GIVEN PASSAGE.
-------------------------

The AL East will now once again be home to Vernon Wells. This is equal parts hilarious and…well, hilarious. But it made us curious as to just how the AL East outfields shake down, with a lot of turnover and a couple of funny, schadenfruede-inducing names. Let’s have a look.
We’re pretty familiar with the Jays outfield at this point. Anchored by slugger Jose Bautista in right, the Jays also went out and grabbed Melky Cabrera for the opposite corner. In center is the polarizing Colby Rasmus, an average defender at worst but perhaps also an average hitter at best. Rajai Davis and Emilio Bonifacio provide some serious speed as bench depth, though their collective routes and arms leave something to be desired. Moises Sierra and Anthony Gose will head to Buffalo for organizational depth, providing replacement players at above a replacement level but perhaps not quite league average.
All of the jokes. Vernon Wells is in town to play left field, presumably, though Brennan Boesch will get opportunities to spell him and carve out a role. With Curtis Granderson on the disabled list, it solidifies speedy and entertaining Brett Gardner as the center man, while Ichiro Suzuki is once again assured of a full load of playing time. Juan Rivera is listed as a first baseman on the depth chart but could man a corner in a pinch, while Melky Mesa will either ride the pine or head to Triple-A as an emergency fill-in. Things look bleak (and old) on this depth chart, but when Granderson returns they’re at least good. Oh Vernon…thanks, J.A. Happ.

-------------------------

PROVIDED DATA.
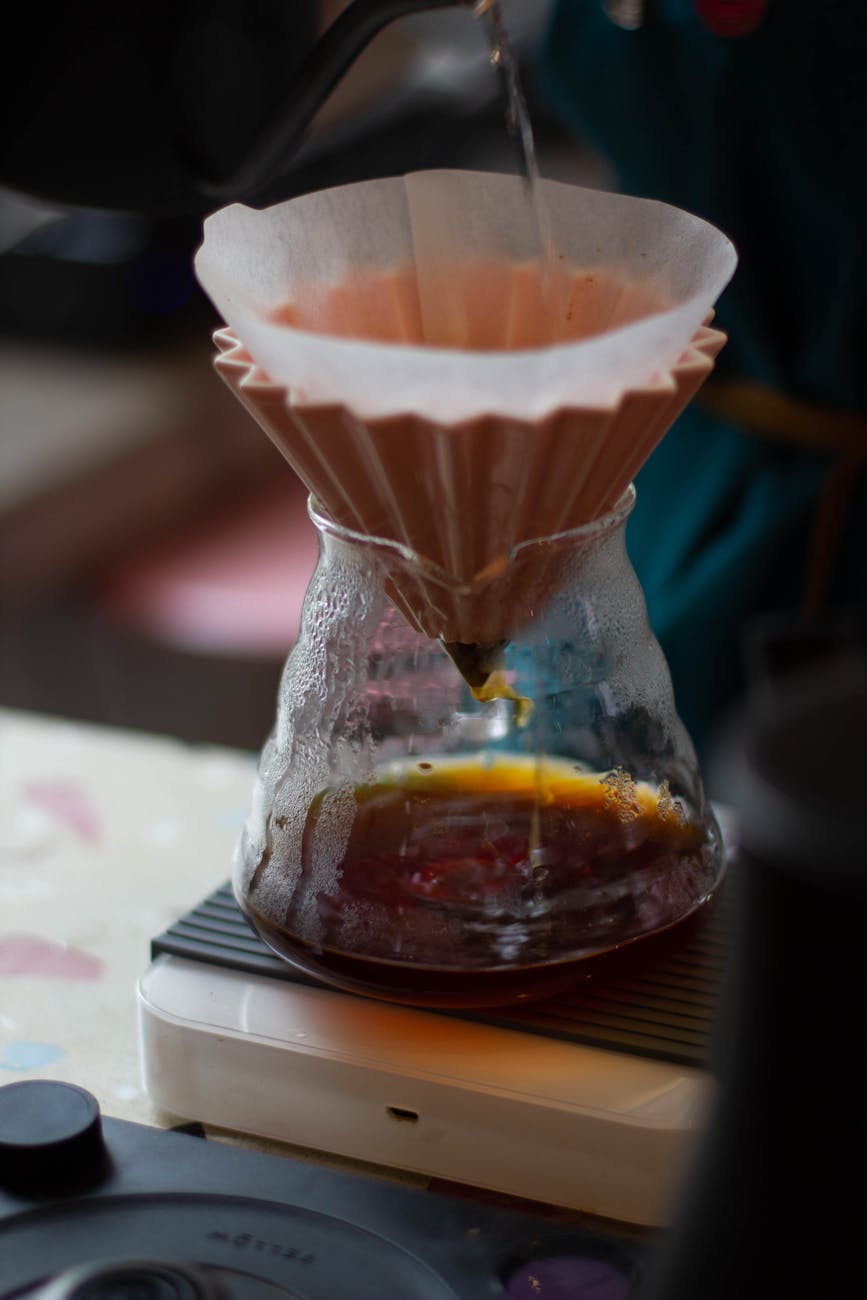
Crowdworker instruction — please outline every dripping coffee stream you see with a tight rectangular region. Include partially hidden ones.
[443,0,556,702]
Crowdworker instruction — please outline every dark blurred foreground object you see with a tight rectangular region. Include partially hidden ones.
[0,0,472,217]
[645,637,867,1300]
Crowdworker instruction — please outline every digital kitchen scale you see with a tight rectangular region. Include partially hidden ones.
[138,816,732,1227]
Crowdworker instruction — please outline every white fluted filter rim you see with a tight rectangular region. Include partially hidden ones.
[195,172,737,424]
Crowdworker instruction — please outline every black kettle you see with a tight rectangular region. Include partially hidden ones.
[0,0,476,217]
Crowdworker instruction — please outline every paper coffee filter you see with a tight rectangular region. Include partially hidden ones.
[195,172,736,425]
[214,319,725,642]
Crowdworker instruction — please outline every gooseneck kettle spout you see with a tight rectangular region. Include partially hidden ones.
[200,0,485,200]
[0,0,485,220]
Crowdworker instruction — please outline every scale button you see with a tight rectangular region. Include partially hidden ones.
[0,1079,108,1195]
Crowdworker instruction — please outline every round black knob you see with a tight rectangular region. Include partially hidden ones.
[36,1258,229,1300]
[0,1079,108,1195]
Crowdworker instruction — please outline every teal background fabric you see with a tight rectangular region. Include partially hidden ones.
[536,0,867,749]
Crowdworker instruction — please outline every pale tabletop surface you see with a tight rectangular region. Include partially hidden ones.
[0,710,428,1186]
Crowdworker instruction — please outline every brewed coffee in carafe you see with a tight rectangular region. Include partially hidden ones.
[196,165,733,1006]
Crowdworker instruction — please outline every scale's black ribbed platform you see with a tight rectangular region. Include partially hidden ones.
[151,870,732,1069]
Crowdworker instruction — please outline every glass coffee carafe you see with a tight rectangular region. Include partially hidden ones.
[234,488,724,1006]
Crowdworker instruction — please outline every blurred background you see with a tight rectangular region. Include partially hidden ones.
[0,0,610,749]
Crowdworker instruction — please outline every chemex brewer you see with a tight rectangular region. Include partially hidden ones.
[196,172,736,1006]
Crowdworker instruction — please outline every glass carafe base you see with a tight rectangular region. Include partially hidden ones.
[239,754,720,1008]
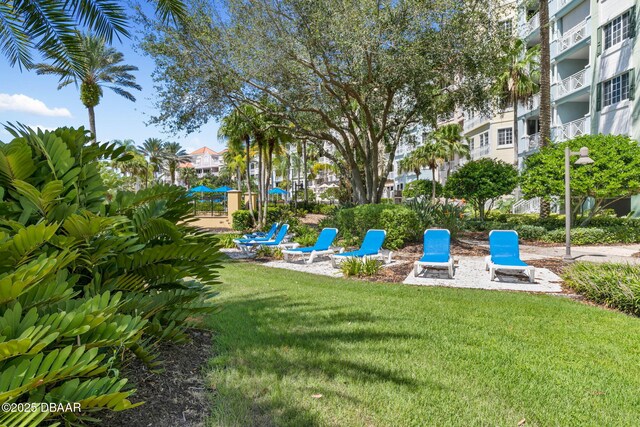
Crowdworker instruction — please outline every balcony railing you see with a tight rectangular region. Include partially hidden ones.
[558,69,589,96]
[558,21,587,52]
[471,145,491,160]
[520,133,540,152]
[557,115,590,141]
[525,12,540,34]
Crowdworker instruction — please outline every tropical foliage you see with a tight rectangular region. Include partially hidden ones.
[444,159,518,220]
[0,126,219,426]
[142,0,504,203]
[521,135,640,225]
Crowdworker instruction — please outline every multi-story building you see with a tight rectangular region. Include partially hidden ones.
[518,0,640,213]
[185,147,227,178]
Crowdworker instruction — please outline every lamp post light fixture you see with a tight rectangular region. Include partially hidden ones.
[563,144,593,261]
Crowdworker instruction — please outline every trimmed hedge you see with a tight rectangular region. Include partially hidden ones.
[320,203,423,249]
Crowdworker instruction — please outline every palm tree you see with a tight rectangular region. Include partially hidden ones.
[539,0,551,218]
[495,39,540,165]
[34,32,142,140]
[162,142,191,185]
[432,123,470,178]
[138,138,164,178]
[0,0,187,68]
[218,104,258,222]
[412,141,448,201]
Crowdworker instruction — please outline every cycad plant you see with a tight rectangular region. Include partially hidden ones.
[34,32,142,139]
[0,126,219,426]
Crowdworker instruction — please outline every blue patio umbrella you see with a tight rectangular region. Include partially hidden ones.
[189,185,214,193]
[269,187,287,196]
[211,185,233,193]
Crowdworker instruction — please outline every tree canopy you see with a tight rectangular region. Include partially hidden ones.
[141,0,510,203]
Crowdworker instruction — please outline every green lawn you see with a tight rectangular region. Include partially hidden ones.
[209,263,640,426]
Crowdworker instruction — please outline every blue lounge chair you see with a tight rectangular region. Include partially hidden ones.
[282,228,340,264]
[240,222,280,241]
[237,224,291,252]
[331,230,392,268]
[413,229,454,278]
[485,230,536,283]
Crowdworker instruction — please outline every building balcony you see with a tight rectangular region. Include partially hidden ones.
[556,114,591,141]
[462,114,490,132]
[524,12,540,35]
[518,93,540,117]
[556,66,591,98]
[471,145,491,160]
[518,133,540,153]
[558,20,589,54]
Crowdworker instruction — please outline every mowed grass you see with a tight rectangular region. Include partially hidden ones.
[209,263,640,426]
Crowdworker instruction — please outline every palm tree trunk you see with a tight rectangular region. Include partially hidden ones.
[540,0,551,218]
[431,167,436,202]
[245,136,256,223]
[513,99,518,166]
[87,106,98,142]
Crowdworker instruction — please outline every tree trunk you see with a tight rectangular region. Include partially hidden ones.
[87,107,98,142]
[513,99,519,167]
[540,0,551,218]
[245,136,256,224]
[302,139,309,205]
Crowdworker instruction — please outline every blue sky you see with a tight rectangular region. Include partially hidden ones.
[0,6,224,152]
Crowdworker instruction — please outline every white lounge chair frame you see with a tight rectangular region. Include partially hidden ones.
[282,247,344,264]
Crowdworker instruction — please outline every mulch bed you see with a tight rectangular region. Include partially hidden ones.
[102,329,211,427]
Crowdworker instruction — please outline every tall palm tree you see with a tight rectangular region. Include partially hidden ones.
[0,0,187,68]
[432,123,470,178]
[138,138,164,177]
[495,39,540,165]
[162,142,191,185]
[539,0,551,218]
[34,32,142,140]
[218,104,258,222]
[414,141,448,201]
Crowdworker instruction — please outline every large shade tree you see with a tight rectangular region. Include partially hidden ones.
[34,33,142,140]
[142,0,510,203]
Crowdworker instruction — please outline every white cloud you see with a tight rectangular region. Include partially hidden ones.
[0,93,71,117]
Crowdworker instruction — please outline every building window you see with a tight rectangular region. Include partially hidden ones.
[480,132,489,147]
[602,72,630,107]
[498,128,513,145]
[604,10,631,49]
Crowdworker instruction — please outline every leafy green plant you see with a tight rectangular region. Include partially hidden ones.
[340,258,382,277]
[0,126,219,425]
[216,233,242,249]
[564,262,640,316]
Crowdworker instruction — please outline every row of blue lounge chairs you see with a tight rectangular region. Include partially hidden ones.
[235,223,535,283]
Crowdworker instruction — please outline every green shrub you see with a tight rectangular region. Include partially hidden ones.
[293,225,318,246]
[321,204,422,249]
[379,207,420,250]
[340,258,382,277]
[216,233,242,249]
[563,262,640,316]
[513,224,547,240]
[540,227,616,245]
[402,179,442,199]
[0,128,219,426]
[231,209,253,231]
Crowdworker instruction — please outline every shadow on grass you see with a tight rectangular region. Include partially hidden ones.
[210,291,419,426]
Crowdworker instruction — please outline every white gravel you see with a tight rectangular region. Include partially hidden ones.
[402,257,562,293]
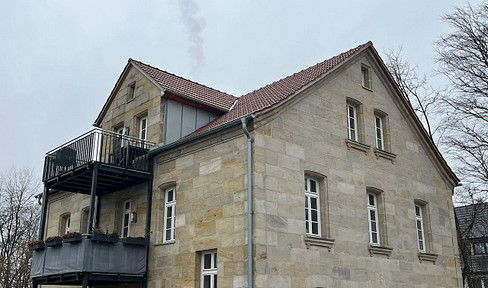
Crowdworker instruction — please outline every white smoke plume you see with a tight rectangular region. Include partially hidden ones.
[179,0,206,76]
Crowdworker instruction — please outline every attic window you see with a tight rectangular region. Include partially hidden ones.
[361,65,373,90]
[127,81,136,102]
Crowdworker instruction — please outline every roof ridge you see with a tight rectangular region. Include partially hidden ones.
[128,58,238,98]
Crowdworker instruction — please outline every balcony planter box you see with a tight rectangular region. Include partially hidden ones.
[122,237,147,246]
[107,234,119,243]
[44,236,63,247]
[63,234,81,243]
[91,233,119,243]
[29,241,45,251]
[90,233,108,242]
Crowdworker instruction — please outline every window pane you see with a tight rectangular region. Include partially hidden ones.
[312,210,317,222]
[371,221,377,232]
[310,180,317,192]
[371,233,378,243]
[203,275,211,288]
[312,223,319,235]
[203,254,212,269]
[368,194,375,206]
[310,198,317,209]
[369,210,378,223]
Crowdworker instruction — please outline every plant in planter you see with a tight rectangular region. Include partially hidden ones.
[44,236,63,247]
[62,232,81,243]
[27,240,45,251]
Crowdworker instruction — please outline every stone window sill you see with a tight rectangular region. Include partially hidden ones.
[346,139,371,154]
[361,85,373,92]
[305,236,335,252]
[419,252,439,264]
[154,240,176,246]
[368,245,393,258]
[374,149,396,163]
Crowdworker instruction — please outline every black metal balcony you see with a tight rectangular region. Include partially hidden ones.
[31,239,147,287]
[43,129,154,195]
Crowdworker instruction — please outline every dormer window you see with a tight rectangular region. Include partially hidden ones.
[361,65,373,90]
[127,81,136,102]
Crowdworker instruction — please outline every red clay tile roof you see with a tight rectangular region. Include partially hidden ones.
[190,41,373,135]
[129,58,237,111]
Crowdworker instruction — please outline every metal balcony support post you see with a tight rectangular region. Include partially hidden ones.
[82,274,88,288]
[87,163,100,233]
[37,185,49,240]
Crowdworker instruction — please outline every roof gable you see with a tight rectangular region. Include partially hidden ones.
[94,58,237,126]
[194,41,373,133]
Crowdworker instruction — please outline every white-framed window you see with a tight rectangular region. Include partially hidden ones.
[347,103,358,141]
[127,81,136,101]
[139,116,147,140]
[305,177,322,237]
[60,213,71,235]
[361,65,372,90]
[473,279,488,288]
[200,250,217,288]
[374,115,385,150]
[415,204,425,253]
[367,193,380,246]
[163,187,176,242]
[122,200,131,238]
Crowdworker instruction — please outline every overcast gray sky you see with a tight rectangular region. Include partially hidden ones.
[0,0,481,178]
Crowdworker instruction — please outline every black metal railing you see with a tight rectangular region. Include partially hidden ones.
[43,128,154,181]
[30,239,147,279]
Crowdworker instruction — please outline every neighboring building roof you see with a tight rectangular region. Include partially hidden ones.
[454,203,488,238]
[454,203,488,274]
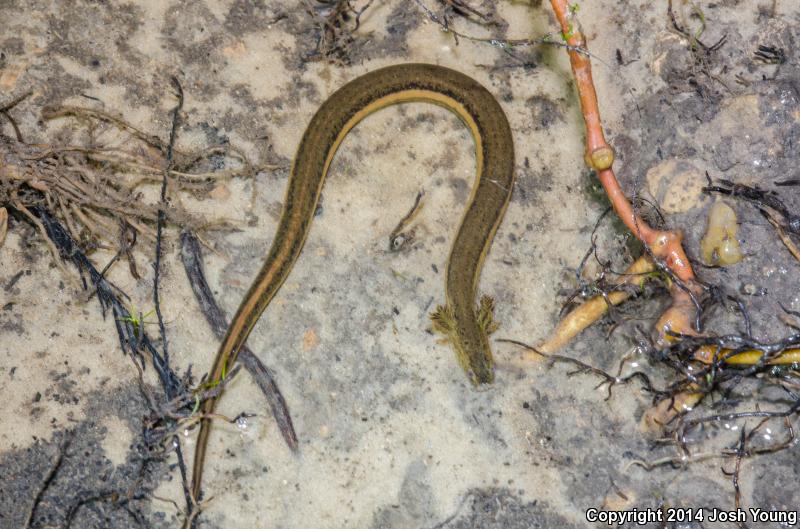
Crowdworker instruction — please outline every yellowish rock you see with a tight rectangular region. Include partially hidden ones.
[700,201,742,266]
[646,159,706,213]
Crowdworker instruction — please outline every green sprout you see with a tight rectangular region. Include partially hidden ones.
[117,305,156,339]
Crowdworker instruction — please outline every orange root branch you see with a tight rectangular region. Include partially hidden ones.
[550,0,702,341]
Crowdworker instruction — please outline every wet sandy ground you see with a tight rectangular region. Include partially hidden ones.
[0,0,800,529]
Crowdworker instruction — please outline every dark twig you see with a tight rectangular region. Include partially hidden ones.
[25,430,73,529]
[181,232,297,451]
[497,338,666,400]
[153,77,183,367]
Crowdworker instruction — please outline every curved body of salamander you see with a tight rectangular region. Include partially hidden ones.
[192,64,514,498]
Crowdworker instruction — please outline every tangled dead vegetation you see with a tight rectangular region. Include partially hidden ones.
[0,98,257,277]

-------------------------

DIRECTIVE.
Which players are named in the paragraph of the AL East outfields text that begins "We're pretty familiar with the Jays outfield"?

PROBLEM SOLUTION.
- Jose Bautista
- Melky Cabrera
- Colby Rasmus
- Rajai Davis
- Emilio Bonifacio
- Moises Sierra
- Anthony Gose